» **Task description**
Output the records. Match them exactly.

(Excerpts from a dataset)
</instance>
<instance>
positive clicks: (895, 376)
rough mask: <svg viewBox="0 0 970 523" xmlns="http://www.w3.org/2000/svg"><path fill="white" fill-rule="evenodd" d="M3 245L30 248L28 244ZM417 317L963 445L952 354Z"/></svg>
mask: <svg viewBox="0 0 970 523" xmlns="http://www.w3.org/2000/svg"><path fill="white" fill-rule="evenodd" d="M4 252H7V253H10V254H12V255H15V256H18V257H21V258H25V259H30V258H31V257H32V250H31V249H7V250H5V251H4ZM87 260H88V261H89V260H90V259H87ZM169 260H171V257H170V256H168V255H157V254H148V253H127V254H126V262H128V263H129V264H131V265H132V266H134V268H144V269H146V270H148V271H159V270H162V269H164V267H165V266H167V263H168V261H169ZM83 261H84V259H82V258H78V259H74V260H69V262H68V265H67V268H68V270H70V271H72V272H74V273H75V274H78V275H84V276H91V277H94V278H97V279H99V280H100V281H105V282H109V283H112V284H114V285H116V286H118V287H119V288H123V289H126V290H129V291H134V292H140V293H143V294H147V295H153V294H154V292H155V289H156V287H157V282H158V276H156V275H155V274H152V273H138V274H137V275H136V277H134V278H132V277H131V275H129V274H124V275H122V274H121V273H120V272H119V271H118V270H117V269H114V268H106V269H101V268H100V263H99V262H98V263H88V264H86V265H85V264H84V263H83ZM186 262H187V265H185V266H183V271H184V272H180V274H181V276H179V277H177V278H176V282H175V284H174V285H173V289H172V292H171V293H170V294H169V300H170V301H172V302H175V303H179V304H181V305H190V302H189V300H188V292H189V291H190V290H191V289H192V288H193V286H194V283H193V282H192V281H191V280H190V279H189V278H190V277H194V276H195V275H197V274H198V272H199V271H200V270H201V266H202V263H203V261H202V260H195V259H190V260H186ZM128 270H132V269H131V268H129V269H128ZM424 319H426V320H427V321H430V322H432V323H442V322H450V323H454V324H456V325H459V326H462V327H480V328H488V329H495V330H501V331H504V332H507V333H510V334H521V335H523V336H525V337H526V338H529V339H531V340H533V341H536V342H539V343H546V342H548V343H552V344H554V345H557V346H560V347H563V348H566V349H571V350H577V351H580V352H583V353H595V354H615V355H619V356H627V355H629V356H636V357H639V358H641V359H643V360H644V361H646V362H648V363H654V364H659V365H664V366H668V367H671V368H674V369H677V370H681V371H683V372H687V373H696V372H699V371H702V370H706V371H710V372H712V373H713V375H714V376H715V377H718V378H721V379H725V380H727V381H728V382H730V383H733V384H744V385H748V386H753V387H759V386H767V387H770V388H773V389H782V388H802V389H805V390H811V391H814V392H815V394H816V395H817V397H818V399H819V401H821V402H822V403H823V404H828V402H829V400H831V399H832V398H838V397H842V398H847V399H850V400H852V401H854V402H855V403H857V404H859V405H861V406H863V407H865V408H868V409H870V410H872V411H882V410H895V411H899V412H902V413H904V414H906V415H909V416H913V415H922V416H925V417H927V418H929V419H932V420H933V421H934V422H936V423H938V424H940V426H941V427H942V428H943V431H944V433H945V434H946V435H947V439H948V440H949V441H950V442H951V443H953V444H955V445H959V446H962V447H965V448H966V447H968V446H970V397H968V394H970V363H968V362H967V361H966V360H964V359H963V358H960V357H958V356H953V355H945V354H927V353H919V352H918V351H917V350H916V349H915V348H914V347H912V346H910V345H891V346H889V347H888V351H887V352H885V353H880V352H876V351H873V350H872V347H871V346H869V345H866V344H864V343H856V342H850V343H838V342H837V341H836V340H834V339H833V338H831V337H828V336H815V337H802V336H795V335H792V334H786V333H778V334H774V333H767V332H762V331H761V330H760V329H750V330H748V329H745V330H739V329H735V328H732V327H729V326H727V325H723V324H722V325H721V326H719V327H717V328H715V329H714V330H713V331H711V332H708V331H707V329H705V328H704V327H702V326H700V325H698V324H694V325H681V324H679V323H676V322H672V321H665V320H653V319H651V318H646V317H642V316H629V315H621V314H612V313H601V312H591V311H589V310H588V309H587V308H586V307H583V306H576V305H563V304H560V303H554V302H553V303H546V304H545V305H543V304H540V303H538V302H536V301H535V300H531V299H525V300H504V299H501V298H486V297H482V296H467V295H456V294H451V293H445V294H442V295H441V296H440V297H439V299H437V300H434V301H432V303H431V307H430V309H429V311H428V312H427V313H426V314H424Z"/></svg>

» **Written reply**
</instance>
<instance>
positive clicks: (895, 376)
rough mask: <svg viewBox="0 0 970 523" xmlns="http://www.w3.org/2000/svg"><path fill="white" fill-rule="evenodd" d="M3 245L30 248L28 244ZM417 317L963 445L952 354Z"/></svg>
mask: <svg viewBox="0 0 970 523" xmlns="http://www.w3.org/2000/svg"><path fill="white" fill-rule="evenodd" d="M4 252H7V253H10V254H12V255H15V256H18V257H21V258H25V259H30V258H31V257H32V250H31V249H7V250H5V251H4ZM87 260H88V261H89V260H90V259H87ZM169 260H171V257H170V256H168V255H157V254H148V253H127V254H126V262H128V263H129V264H131V265H132V266H134V268H144V269H146V270H148V271H159V270H162V269H164V267H165V266H167V263H168V261H169ZM83 261H84V259H82V258H78V259H74V260H69V262H68V265H67V268H68V270H70V271H72V272H74V273H75V274H78V275H84V276H91V277H94V278H97V279H99V280H100V281H105V282H109V283H112V284H114V285H116V286H118V287H119V288H123V289H126V290H129V291H134V292H140V293H143V294H147V295H153V294H154V292H155V289H156V287H157V282H158V276H156V275H155V274H152V273H138V274H137V275H136V277H134V278H132V277H131V275H129V274H124V275H122V274H121V273H120V272H119V271H118V270H117V269H114V268H106V269H101V268H100V263H99V262H98V263H88V264H86V265H85V264H84V263H83ZM186 262H187V265H185V266H183V271H184V272H180V274H181V276H179V277H177V278H176V282H175V284H174V285H173V289H172V292H171V293H170V294H169V300H170V301H172V302H175V303H179V304H181V305H190V302H189V300H188V292H189V291H190V290H191V289H192V288H193V286H194V283H193V282H192V281H191V280H190V279H189V278H190V277H194V276H195V275H197V274H198V272H199V271H200V270H201V266H202V263H203V261H202V260H195V259H190V260H186ZM128 270H132V269H131V268H129V269H128ZM424 319H426V320H427V321H430V322H432V323H442V322H450V323H454V324H456V325H459V326H462V327H480V328H488V329H495V330H501V331H504V332H507V333H510V334H521V335H523V336H525V337H526V338H529V339H531V340H533V341H536V342H539V343H546V342H548V343H552V344H554V345H557V346H560V347H563V348H566V349H571V350H577V351H580V352H583V353H595V354H615V355H619V356H627V355H629V356H636V357H639V358H641V359H643V360H644V361H646V362H648V363H654V364H659V365H664V366H668V367H671V368H674V369H677V370H681V371H683V372H687V373H696V372H699V371H702V370H706V371H710V372H712V373H713V375H714V376H715V377H718V378H721V379H725V380H727V381H728V382H730V383H733V384H744V385H748V386H753V387H759V386H767V387H770V388H773V389H782V388H802V389H805V390H811V391H814V392H815V394H816V395H817V397H818V399H819V401H821V402H822V403H823V404H828V402H829V400H831V399H832V398H838V397H842V398H847V399H850V400H852V401H854V402H855V403H857V404H859V405H861V406H863V407H865V408H868V409H870V410H872V411H882V410H895V411H899V412H902V413H904V414H906V415H909V416H913V415H922V416H925V417H927V418H929V419H932V420H933V421H934V422H936V423H938V424H940V426H941V427H942V428H943V431H944V433H945V434H946V435H947V439H948V440H949V441H950V442H951V443H953V444H955V445H959V446H962V447H965V448H966V447H968V446H970V397H968V394H970V363H968V362H967V361H966V360H964V359H963V358H960V357H958V356H953V355H945V354H927V353H919V352H918V351H917V350H916V349H915V348H914V347H912V346H910V345H891V346H889V347H888V351H887V352H885V353H880V352H876V351H873V350H872V347H871V346H869V345H866V344H864V343H856V342H850V343H838V342H837V341H836V340H834V339H833V338H831V337H828V336H815V337H802V336H795V335H792V334H786V333H778V334H774V333H767V332H762V331H761V330H760V329H750V330H748V329H745V330H739V329H735V328H732V327H729V326H727V325H723V324H722V325H721V326H719V327H717V328H715V329H714V330H713V331H711V332H708V331H707V329H705V328H704V327H702V326H700V325H698V324H694V325H681V324H679V323H676V322H672V321H665V320H653V319H651V318H646V317H642V316H629V315H621V314H612V313H601V312H591V311H589V310H588V309H587V308H586V307H583V306H576V305H563V304H560V303H554V302H553V303H546V304H545V305H543V304H540V303H538V302H536V301H535V300H531V299H525V300H504V299H501V298H486V297H482V296H467V295H456V294H451V293H445V294H442V295H441V296H440V297H439V299H437V300H434V301H432V303H431V307H430V309H429V311H428V312H427V313H426V314H424Z"/></svg>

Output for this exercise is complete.